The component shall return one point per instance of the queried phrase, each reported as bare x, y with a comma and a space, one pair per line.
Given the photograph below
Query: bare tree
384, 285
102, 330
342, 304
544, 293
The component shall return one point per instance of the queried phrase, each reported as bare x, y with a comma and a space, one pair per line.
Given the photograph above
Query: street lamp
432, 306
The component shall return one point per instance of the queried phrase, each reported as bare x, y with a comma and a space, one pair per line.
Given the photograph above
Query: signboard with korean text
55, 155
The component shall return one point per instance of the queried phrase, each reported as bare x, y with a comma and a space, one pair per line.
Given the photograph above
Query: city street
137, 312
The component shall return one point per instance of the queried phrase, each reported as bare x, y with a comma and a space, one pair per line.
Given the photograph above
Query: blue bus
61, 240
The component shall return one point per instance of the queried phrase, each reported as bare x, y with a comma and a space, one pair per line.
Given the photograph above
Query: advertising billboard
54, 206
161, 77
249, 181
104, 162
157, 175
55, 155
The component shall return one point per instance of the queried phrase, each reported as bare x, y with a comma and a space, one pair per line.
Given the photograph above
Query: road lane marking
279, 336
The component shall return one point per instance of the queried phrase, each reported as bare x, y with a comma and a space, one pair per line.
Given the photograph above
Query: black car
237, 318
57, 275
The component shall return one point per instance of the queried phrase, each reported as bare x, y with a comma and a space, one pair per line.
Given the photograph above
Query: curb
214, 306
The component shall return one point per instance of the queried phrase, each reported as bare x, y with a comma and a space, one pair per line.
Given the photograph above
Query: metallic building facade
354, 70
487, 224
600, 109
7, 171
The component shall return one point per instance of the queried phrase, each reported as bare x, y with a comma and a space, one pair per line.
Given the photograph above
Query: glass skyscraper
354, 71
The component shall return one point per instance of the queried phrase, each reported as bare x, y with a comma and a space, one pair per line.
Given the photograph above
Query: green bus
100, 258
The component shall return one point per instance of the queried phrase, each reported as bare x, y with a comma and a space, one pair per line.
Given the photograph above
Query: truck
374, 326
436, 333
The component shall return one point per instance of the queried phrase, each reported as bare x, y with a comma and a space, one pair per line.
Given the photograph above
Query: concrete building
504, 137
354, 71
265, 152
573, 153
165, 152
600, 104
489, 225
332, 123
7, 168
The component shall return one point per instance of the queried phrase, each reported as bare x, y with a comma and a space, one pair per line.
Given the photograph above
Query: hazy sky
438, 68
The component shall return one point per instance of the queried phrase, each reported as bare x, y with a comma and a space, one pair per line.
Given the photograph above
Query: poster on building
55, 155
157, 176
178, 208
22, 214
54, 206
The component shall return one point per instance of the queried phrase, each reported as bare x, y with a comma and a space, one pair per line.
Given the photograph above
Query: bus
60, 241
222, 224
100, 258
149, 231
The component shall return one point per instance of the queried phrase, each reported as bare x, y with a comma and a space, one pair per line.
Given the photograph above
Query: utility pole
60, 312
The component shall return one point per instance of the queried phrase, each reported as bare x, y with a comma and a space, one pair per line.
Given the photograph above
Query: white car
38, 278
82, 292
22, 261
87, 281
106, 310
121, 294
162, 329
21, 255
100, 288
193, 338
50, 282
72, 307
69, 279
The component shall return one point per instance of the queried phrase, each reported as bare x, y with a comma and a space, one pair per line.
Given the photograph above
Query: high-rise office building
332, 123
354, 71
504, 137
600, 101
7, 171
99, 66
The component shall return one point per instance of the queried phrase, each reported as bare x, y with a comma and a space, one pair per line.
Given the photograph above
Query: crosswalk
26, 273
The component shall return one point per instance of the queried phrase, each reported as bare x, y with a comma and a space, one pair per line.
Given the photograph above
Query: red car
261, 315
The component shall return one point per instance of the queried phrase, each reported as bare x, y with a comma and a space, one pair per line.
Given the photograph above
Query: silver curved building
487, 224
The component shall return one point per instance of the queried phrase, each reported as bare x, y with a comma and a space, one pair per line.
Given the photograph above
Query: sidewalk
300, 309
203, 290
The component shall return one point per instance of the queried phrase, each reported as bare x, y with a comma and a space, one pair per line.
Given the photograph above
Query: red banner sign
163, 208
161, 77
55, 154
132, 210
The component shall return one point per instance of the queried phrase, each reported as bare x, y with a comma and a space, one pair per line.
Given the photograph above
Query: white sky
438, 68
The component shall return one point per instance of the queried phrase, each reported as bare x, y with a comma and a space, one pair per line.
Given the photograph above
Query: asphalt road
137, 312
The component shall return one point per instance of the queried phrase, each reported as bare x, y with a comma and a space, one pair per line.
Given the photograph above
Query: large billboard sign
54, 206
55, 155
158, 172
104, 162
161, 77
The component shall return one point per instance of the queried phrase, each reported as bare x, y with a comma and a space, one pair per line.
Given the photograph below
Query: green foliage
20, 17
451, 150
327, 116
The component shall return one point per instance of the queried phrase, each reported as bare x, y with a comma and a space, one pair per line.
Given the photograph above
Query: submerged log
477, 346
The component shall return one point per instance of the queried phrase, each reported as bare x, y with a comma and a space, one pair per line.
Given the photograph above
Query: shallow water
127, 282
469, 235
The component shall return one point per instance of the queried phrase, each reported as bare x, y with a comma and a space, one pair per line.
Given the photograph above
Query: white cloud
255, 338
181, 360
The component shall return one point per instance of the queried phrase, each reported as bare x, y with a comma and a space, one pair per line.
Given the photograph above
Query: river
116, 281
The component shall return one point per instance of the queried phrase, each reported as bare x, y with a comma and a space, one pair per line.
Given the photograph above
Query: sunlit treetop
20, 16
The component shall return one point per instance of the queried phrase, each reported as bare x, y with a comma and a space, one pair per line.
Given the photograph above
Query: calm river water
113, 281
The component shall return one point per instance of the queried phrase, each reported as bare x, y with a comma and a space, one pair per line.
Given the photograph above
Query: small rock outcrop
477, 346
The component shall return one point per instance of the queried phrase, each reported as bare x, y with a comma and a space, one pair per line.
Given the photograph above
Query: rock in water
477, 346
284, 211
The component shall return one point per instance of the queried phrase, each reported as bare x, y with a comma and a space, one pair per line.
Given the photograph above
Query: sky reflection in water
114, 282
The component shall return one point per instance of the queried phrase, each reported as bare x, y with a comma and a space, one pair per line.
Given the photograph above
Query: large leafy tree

• • • • •

Find every line above that contains the word "road", and copy each of those lines in full.

Query: road lane marking
Query: asphalt road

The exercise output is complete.